'''

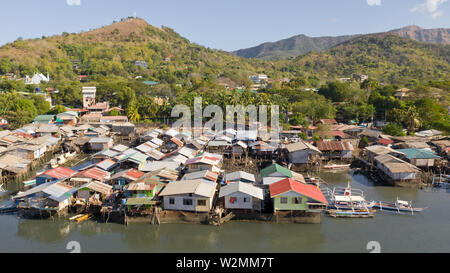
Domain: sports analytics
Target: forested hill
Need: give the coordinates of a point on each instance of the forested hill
(111, 52)
(132, 49)
(385, 57)
(292, 47)
(302, 44)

'''

What the task asks ->
Set out every line of the items above as a numbered list, dropping any blank lines and leaving out the pictures.

Output of the task ->
1. Domain: sports analytics
2. Target: forested hill
3. Need: give the coordinates of a point on each instance of the forested hill
4. (111, 52)
5. (132, 49)
6. (385, 57)
7. (292, 47)
8. (302, 44)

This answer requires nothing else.